• **EXERCISE AIM**: Could you output the lines of the listing from its first line through the line containing "box: [200, 287, 232, 330]", inclusive, as a numbered list with blank lines left out?

• **SOURCE RECORDS**:
+--

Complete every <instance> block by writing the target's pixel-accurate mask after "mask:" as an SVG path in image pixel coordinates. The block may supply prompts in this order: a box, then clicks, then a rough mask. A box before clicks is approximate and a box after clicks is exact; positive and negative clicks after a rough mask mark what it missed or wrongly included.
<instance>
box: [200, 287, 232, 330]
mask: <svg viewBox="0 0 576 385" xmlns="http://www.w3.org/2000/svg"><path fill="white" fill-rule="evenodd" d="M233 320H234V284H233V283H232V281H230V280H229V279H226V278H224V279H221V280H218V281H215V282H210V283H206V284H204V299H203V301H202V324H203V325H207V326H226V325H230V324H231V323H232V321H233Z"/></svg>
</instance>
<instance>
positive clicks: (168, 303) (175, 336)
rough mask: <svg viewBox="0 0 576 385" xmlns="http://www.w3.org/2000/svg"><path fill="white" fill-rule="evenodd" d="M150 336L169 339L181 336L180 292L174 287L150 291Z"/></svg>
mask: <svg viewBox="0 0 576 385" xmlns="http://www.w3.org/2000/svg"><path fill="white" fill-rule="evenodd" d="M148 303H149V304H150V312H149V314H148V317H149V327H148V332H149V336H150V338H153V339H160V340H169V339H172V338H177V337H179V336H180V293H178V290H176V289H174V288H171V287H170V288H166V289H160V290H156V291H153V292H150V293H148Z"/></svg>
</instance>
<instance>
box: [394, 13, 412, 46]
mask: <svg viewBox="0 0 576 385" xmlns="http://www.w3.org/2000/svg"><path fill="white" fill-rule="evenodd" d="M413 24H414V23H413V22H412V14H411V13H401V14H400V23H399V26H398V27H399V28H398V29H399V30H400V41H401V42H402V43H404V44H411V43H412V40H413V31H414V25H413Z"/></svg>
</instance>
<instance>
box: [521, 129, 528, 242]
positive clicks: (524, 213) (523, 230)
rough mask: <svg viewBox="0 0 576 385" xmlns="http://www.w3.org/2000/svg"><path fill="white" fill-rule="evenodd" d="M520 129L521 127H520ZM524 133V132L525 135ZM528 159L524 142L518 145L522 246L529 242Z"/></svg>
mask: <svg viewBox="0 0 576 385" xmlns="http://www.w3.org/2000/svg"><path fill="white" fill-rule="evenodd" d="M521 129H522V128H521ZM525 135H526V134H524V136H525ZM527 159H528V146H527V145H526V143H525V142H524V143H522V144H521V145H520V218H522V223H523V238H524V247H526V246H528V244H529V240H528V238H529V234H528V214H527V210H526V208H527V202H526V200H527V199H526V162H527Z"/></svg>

+--

• **TASK RESPONSE**:
1. Complete every <instance> block by writing the target's pixel-accurate mask after "mask:" as an SVG path in image pixel coordinates. The block may supply prompts in this order: a box, then clicks, then a rough mask. A box before clicks is approximate and a box after clicks is exact; positive and negative clicks after a rough mask mark what it missed or wrongly included.
2. <instance>
3. box: [200, 287, 232, 330]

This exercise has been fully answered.